-- EXERCISE AIM --
Copy out the whole listing below line for line without changing a word, and leave the pictures out.

-- PROVIDED DATA --

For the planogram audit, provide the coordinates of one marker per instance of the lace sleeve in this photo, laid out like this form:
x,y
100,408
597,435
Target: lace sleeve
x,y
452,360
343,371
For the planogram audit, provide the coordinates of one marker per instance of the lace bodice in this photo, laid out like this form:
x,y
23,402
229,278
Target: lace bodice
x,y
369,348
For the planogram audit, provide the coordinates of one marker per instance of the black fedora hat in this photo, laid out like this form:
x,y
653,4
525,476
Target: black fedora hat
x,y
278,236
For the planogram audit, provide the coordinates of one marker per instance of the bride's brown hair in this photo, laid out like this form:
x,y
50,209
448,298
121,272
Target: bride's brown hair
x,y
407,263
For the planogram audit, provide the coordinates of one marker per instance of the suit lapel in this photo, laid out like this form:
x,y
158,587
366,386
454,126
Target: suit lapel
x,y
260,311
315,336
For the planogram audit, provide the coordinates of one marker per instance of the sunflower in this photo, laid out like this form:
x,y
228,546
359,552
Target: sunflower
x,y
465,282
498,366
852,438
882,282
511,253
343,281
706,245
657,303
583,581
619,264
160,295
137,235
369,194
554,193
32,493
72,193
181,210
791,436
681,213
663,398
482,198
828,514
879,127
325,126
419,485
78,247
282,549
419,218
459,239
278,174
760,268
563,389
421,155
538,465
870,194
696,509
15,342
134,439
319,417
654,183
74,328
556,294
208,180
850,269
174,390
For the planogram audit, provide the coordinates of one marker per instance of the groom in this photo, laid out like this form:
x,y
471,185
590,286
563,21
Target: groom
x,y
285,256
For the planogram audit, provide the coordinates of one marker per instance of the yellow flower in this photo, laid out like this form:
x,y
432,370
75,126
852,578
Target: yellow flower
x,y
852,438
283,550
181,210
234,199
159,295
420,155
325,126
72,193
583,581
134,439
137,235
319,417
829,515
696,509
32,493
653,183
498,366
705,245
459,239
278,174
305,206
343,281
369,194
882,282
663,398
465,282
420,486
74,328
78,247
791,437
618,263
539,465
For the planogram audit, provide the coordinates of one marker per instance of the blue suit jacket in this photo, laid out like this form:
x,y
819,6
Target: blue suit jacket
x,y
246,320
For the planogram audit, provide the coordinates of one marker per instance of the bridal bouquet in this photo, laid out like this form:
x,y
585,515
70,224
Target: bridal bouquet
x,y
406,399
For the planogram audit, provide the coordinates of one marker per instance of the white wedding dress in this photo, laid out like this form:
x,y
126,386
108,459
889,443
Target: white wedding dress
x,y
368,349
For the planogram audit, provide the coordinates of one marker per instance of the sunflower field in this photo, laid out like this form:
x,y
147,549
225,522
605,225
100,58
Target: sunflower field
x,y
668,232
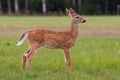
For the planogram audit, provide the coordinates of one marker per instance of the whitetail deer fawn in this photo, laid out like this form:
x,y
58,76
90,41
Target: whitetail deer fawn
x,y
52,39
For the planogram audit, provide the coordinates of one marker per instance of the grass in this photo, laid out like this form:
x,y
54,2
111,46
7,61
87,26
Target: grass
x,y
93,58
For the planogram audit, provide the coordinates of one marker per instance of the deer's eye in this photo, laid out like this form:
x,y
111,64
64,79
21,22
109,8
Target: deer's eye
x,y
77,17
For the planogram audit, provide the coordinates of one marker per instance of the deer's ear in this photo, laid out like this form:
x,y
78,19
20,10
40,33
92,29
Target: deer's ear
x,y
68,12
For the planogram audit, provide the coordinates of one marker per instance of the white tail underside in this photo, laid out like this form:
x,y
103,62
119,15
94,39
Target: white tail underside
x,y
22,40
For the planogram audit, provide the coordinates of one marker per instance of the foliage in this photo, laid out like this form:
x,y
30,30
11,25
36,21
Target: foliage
x,y
89,7
93,58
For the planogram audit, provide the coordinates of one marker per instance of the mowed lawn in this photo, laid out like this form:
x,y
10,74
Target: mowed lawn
x,y
95,55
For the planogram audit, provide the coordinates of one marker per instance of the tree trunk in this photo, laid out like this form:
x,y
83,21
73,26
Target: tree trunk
x,y
0,7
16,5
73,3
26,7
79,5
106,6
44,8
9,6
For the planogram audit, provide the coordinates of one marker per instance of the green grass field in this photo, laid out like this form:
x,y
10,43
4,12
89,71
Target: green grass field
x,y
95,55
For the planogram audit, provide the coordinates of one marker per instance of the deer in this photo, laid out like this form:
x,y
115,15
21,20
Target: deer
x,y
51,39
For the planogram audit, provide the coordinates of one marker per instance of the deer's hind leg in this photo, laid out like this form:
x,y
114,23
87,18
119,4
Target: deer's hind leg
x,y
24,58
34,49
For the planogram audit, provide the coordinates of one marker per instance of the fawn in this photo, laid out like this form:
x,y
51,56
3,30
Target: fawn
x,y
52,39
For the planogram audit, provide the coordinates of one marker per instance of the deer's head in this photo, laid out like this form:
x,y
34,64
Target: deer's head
x,y
76,18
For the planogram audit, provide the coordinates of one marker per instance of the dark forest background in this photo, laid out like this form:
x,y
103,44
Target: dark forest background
x,y
57,7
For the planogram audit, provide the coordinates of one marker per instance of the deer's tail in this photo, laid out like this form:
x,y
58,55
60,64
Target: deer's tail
x,y
22,39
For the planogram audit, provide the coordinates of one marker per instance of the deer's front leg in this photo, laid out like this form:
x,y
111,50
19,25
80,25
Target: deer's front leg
x,y
67,59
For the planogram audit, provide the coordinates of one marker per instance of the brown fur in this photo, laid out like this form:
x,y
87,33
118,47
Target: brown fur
x,y
52,39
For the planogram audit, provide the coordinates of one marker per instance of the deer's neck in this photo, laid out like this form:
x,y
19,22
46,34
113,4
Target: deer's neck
x,y
74,29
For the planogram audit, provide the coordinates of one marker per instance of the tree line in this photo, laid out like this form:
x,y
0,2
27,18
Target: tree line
x,y
86,7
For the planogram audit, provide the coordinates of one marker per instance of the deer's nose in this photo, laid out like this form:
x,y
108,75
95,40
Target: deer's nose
x,y
83,21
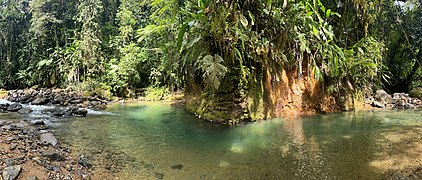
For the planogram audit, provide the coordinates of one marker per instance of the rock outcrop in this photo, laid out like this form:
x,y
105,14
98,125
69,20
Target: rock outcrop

-- WRITTEN SOLUTION --
For the planogram audit, provide the coordinates of one marker per instance of the lace sleeve in this photo, laid out like this form:
x,y
100,408
597,435
Target: lace sleeve
x,y
452,360
343,371
For the planogram audit, provide the coordinates of one marker per instance of the lace bodice in this photo, laid out like this form:
x,y
23,402
229,278
Target: lace bodice
x,y
369,348
For the planogram audit, provide the coordinates of one marker per instance of the black fedora hat in this photo, laid out like this form:
x,y
653,4
525,476
Target: black fedora hat
x,y
278,236
For the planogram audit, provide the coordinates of one marker per instance of the bride's brown hair in this photo, laid out like this form:
x,y
50,209
448,298
121,272
Target: bride's brown hair
x,y
407,263
For the planogram audit, provide the coordinates of one marker per instance of the suit lapel in this photo, laid out like this form:
x,y
158,587
366,386
454,126
Target: suit lapel
x,y
260,311
315,336
For the planogram audit, provide the coordinates of one marker per instance of the sunflower in this photo, laid out like this form:
x,y
228,546
359,552
Target: sunflower
x,y
465,282
498,366
852,438
882,282
511,253
343,281
706,245
657,303
583,581
619,264
160,295
137,235
369,194
554,193
32,493
72,193
181,210
791,436
681,213
663,398
482,198
828,514
879,127
325,126
419,485
78,247
282,549
419,218
459,239
278,174
760,268
563,389
421,155
538,465
870,194
696,509
15,342
134,439
319,417
654,183
74,328
556,294
208,180
850,269
174,390
For the planogram audit, provide the coordinates of one marker per instance of the groom in this photo, laid out like this form:
x,y
471,185
590,286
563,21
Target: groom
x,y
285,256
For the planogram audit, provide the coordinates of one marker per instance of the yellow flower in this photo, laid out like this form:
x,y
432,370
75,126
852,578
Target: yellow flower
x,y
852,438
283,550
181,210
234,199
159,295
420,155
325,126
72,193
583,581
134,439
137,235
319,417
829,515
696,509
32,493
653,183
498,366
705,245
459,239
278,174
305,206
343,281
369,194
882,282
663,398
465,282
420,486
74,328
78,247
791,437
618,263
539,465
For the planogram audit, provide the coordinates of one marker per instance of the blue suit jacket in this photo, laid out like this form:
x,y
819,6
Target: blue suit jacket
x,y
246,320
For the planogram audit, provide the coordinates of one marker per instance of the bridal bouquet in this photo, laid out like this form:
x,y
585,515
70,224
Target: bridal bouquet
x,y
406,399
For the planogram audit, provide the coordinates of one marker per instance of the white wedding dress in this photo, laid out like this form:
x,y
126,386
108,459
889,443
Target: white wedding dress
x,y
368,349
For the planogram audit, provide the coordinates of one marker per instance of the sunflower field in this photo, laid out like this form:
x,y
147,549
225,522
605,225
100,58
Target: sunflower field
x,y
668,232
For the planogram audit, provide the coordinates of one marker per instance of the whitetail deer fawn in this photo, laid out like this form:
x,y
58,76
90,41
Target: whitetail deer fawn
x,y
52,39
For the planogram audit, provide the coordinates of one marker per instance of the grass in this photo, laid out like this form:
x,y
54,2
111,46
7,61
87,26
Target: grass
x,y
93,58
For the planogram audit, provide the coordinates of one marker per instance of the deer's eye in this photo, laid out like this form:
x,y
111,64
64,79
21,22
109,8
Target: deer's eye
x,y
77,17
For the planogram audit, provide the coordinates of one marker per instance of the deer's ear in this photo, laid out like this form:
x,y
78,19
20,10
40,33
92,29
Target: deer's ear
x,y
68,12
For the planogram audit, provide the coordinates of one marker per instance of the white tail underside in this photo, laid out like this form:
x,y
103,62
119,15
94,39
Target: white tail underside
x,y
22,40
For the planogram audit, provide the coordinates of one marker per instance of the foliage in this photo, laid out like this form:
x,y
30,30
11,25
36,21
Target: foliage
x,y
89,7
93,58
For the planogram audit, provide the coordinates of one marker per instance of the mowed lawn in this photo, laid out like this form:
x,y
10,74
Target: mowed lawn
x,y
95,55
For the planogram audit, provide the coordinates of one marker per instance of the tree trunk in this photo, laid out like this form:
x,y
83,21
73,26
Target: tree trunk
x,y
0,7
16,5
73,3
26,7
79,5
106,6
44,8
9,6
For the planogram audit, provide the coordinates of one marker per instance of the green grass field in this photo, laid out like this form:
x,y
10,43
4,12
89,71
Target: green grass field
x,y
95,55
For the planogram audit, provide the coordinates of one marker per instance of the deer in this photo, laid out like this form:
x,y
115,15
21,20
Target: deer
x,y
51,39
For the planogram audit, provide the coordinates of one marker per instance of the deer's hind leg in this photo, laid out like this form:
x,y
114,23
87,18
119,4
Target: deer's hind leg
x,y
24,58
34,49
For the planogram audit, provide the coordinates of one marker per instance of the fawn in this photo, laid out like this form:
x,y
51,56
3,30
Target: fawn
x,y
52,39
For the planogram audit, provide the coordinates of one marker per instance of the deer's head in this photo, laid out like this form:
x,y
34,64
Target: deer's head
x,y
76,18
For the planogram audit, provide the coordinates of one marker per instance of the dark forest background in this photo, laid out like this form:
x,y
103,44
Target: dark forest background
x,y
57,7
For the planogram audit, provide the coordinates of one marker per instance of the deer's tail in this photo, laid out like this form:
x,y
58,55
60,64
Target: deer's tail
x,y
22,39
For the planogram audit, provide the coordinates of one marker per instance of the deer's front leg in this photo, laid out like this form:
x,y
111,50
19,25
80,25
Target: deer's front leg
x,y
67,59
For the planogram audit, provide the coordinates of one marker per instance of the brown fur in this photo, laid out like this form:
x,y
87,33
118,47
Target: brown fur
x,y
52,39
For the planogram audit, provide the coordinates of one marker per instance of the deer's neck in this photo, laid out like this form:
x,y
19,22
46,34
113,4
Target: deer's neck
x,y
74,29
For the planogram audit, provide the coordinates of one marker per instance of the tree line in this photo, laid out like this form:
x,y
0,2
27,18
Target: tree line
x,y
86,7
For the planogram audit, provide the coordinates of one marker per instance of the deer's nose in this photo, laid out like this form:
x,y
108,75
95,40
Target: deer's nose
x,y
83,21
For the planogram audit, provide the coordinates of one marker per instance of the rock outcrop in this photo, laid out like this form:
x,y
105,14
98,125
69,20
Target: rock outcrop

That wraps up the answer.